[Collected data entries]
○ ○ ○ ○ ○

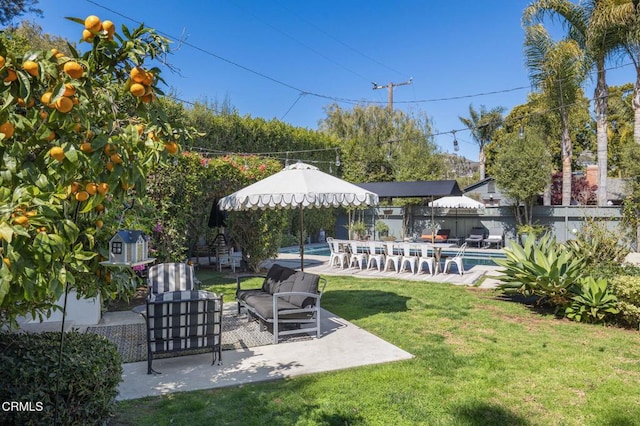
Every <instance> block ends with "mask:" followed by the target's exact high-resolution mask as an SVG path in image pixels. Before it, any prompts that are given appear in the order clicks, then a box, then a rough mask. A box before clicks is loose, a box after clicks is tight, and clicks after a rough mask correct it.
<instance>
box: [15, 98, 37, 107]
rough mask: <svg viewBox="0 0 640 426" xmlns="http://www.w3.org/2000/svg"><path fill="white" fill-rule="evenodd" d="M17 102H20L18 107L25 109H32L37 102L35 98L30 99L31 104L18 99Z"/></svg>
mask: <svg viewBox="0 0 640 426" xmlns="http://www.w3.org/2000/svg"><path fill="white" fill-rule="evenodd" d="M17 102H18V105H20V106H21V107H23V108H31V107H32V106H34V105H35V104H36V101H35V100H34V99H33V98H29V102H26V101H25V100H24V99H22V98H18V101H17Z"/></svg>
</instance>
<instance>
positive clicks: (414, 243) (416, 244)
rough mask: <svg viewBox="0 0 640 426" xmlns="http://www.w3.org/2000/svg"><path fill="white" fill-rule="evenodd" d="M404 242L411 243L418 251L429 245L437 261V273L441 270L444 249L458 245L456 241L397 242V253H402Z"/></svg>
mask: <svg viewBox="0 0 640 426" xmlns="http://www.w3.org/2000/svg"><path fill="white" fill-rule="evenodd" d="M402 244H409V245H410V247H411V249H413V250H415V251H416V252H417V253H419V252H421V247H422V246H427V247H429V248H432V249H433V258H434V259H435V263H436V273H437V272H439V271H440V259H441V258H442V249H445V248H454V247H458V245H457V244H455V243H446V242H445V243H423V242H404V243H403V242H399V241H398V242H395V243H394V252H396V254H402V249H401V246H402Z"/></svg>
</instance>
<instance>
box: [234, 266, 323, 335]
mask: <svg viewBox="0 0 640 426" xmlns="http://www.w3.org/2000/svg"><path fill="white" fill-rule="evenodd" d="M254 277H261V278H263V279H264V280H263V282H262V286H261V287H260V288H249V289H246V288H244V289H243V288H242V282H243V281H245V280H247V279H248V278H254ZM320 283H322V284H320ZM326 285H327V280H326V279H324V278H321V277H320V276H319V275H316V274H310V273H308V272H303V271H296V270H295V269H291V268H287V267H285V266H281V265H279V264H277V263H276V264H274V265H273V266H271V268H270V269H269V271H268V272H267V274H266V275H241V276H238V277H237V288H236V300H237V302H238V314H240V312H241V309H242V308H245V309H246V310H247V312H248V314H249V315H250V316H252V317H255V318H257V319H258V320H259V321H260V323H261V325H263V326H265V327H264V328H266V325H267V324H268V325H269V326H271V327H273V343H274V344H277V343H278V341H279V340H280V337H281V336H284V335H290V334H300V333H309V332H314V331H315V333H316V337H317V338H320V299H321V297H322V293H323V292H324V288H325V286H326ZM302 325H311V327H302ZM264 328H263V330H264Z"/></svg>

○ ○ ○ ○ ○

Work to be completed. Begin at the first line of the entries and stop after the line holding "box: [15, 98, 37, 107]"; repeat those lines exactly, but not the pictures.

Exercise solution.
Every <instance> block ends with "mask:" followed by the target's exact high-resolution mask as an SVG path in image pixels. Before it, any prompts that are given appear in the order clicks, then a box, then a rough mask. A box before clicks is loose, a box after clicks is tight, and clicks after a rough mask correct it.
<instance>
box: [15, 98, 37, 107]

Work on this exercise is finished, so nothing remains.